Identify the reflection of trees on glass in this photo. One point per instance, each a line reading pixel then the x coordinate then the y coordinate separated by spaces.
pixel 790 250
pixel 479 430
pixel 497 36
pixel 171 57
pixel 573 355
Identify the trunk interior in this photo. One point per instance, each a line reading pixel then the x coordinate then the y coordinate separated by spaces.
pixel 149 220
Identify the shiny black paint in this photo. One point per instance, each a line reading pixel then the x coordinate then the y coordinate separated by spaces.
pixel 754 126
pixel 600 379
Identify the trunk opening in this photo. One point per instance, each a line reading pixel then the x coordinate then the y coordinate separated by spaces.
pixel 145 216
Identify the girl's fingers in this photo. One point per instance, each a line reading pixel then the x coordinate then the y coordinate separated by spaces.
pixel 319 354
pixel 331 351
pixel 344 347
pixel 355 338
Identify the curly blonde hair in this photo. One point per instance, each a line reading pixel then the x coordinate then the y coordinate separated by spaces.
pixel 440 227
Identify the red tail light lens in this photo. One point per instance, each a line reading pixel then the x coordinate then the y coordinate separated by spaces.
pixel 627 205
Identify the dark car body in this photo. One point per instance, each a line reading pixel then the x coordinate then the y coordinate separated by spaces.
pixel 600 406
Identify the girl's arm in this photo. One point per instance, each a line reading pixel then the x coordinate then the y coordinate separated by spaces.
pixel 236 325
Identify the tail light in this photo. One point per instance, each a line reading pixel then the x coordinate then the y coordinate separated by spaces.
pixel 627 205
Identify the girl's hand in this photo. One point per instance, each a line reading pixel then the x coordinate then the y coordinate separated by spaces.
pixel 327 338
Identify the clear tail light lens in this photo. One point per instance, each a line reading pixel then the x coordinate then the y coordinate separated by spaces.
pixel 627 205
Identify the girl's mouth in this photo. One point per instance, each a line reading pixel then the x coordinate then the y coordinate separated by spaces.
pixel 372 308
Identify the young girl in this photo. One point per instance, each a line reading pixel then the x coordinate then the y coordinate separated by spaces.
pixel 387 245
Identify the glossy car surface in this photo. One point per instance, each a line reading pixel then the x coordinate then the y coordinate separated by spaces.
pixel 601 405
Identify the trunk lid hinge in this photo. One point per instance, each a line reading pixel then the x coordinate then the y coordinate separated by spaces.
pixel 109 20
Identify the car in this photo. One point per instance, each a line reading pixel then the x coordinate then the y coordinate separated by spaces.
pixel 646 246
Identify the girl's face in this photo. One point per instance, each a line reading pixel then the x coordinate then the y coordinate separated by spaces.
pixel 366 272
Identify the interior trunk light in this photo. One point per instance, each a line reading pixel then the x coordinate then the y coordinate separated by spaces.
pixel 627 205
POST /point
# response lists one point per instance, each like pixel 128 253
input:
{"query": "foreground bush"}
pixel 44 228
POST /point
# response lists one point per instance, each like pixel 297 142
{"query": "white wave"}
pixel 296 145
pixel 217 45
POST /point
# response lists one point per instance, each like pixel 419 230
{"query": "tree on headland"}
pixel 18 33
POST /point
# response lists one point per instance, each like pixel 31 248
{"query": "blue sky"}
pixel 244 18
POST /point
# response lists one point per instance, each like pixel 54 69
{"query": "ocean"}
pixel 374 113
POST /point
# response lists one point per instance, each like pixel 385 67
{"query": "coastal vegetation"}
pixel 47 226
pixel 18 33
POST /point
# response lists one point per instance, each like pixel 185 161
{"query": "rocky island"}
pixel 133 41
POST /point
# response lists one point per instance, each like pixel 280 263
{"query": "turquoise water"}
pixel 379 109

· · · · ·

→ **TASK GOAL**
Copy all of the entries above word for word, omitting nothing and changing nothing.

→ **IN RESPONSE**
Identify the reflection of trees on glass in this photo. One point per instance, each a line reading pixel then the x coordinate then the y coordinate separated by spaces.
pixel 790 250
pixel 479 430
pixel 497 36
pixel 171 57
pixel 573 355
Identify the trunk interior in this photo. One point per instance, each a line reading pixel then the x coordinate then the y coordinate separated by spaces.
pixel 149 220
Identify the shiny black paint in this photo. One point per instance, each a line reading pixel then the x coordinate then the y coordinate separated by spaces.
pixel 754 126
pixel 600 379
Identify the trunk opening in this photo. One point per instance, each a line reading pixel then the x coordinate then the y coordinate separated by spaces.
pixel 145 216
Identify the girl's fingers in this photo. One point per instance, each a line reading pixel then the x coordinate then the y coordinate separated by spaces.
pixel 319 354
pixel 331 351
pixel 344 347
pixel 355 338
Identify the curly blonde hair in this photo. One point per instance, each a line reading pixel then the x coordinate then the y coordinate separated by spaces.
pixel 440 227
Identify the red tail light lens in this photo. One point per instance, each a line reading pixel then the x coordinate then the y coordinate separated by spaces.
pixel 627 205
Identify the dark car body in this photo. One point per instance, each a line reading pixel then the x coordinate then the y coordinate separated by spaces.
pixel 600 406
Identify the girl's arm in this photo. One point per instance, each a line reading pixel then the x coordinate then the y coordinate separated by spaces.
pixel 236 325
Identify the tail light in this photo. One point per instance, each a line reading pixel then the x coordinate then the y coordinate separated by spaces.
pixel 627 205
Identify the girl's hand in this photo. One point per instance, each a line reading pixel then the x coordinate then the y coordinate separated by spaces.
pixel 327 338
Identify the clear tail light lens in this photo. One point per instance, each a line reading pixel then the x coordinate then the y coordinate separated by spaces.
pixel 627 205
Identify the girl's mouth in this photo. One point per instance, each a line reading pixel then the x coordinate then the y coordinate separated by spaces.
pixel 372 308
Identify the young girl in this photo. One point per instance, each a line reading pixel then the x coordinate then the y coordinate separated by spaces.
pixel 387 245
Identify the glossy car surface in this photo. One point per instance, each a line reading pixel then the x coordinate then the y coordinate separated by spaces.
pixel 601 405
Identify the trunk lid hinge in this photo. One point per instance, each a line reading pixel then the x coordinate then the y coordinate separated by spaces.
pixel 109 20
Identify the car in this photo. One point per instance, each a line reading pixel then the x coordinate then the y coordinate separated by spaces.
pixel 646 246
Identify the girl's face in this photo. One point per instance, each a line reading pixel then the x coordinate then the y coordinate separated by spaces.
pixel 366 272
Identify the interior trunk light in this photo. One point per instance, each a line reading pixel then the x coordinate then the y coordinate separated by spaces.
pixel 627 205
POST /point
# response lists one point per instance, each like pixel 128 253
input:
{"query": "foreground bush"}
pixel 44 228
POST /point
# response lists one point per instance, each like pixel 297 142
{"query": "white wave"}
pixel 296 145
pixel 217 45
POST /point
# response lists one point per instance, each like pixel 419 230
{"query": "tree on headland"}
pixel 18 33
POST /point
# response lists one point per instance, each like pixel 31 248
{"query": "blue sky"}
pixel 244 18
POST /point
# response lists one point per instance, each like pixel 54 69
{"query": "ocean"}
pixel 374 113
POST /point
# response lists one point per instance, each like pixel 385 67
{"query": "coastal vegetation"}
pixel 47 226
pixel 18 33
POST /point
# response lists one point per instance, each like pixel 185 161
{"query": "rocky island"}
pixel 133 41
POST /point
# response lists one point per instance, each like pixel 280 263
{"query": "turquoise water"}
pixel 379 109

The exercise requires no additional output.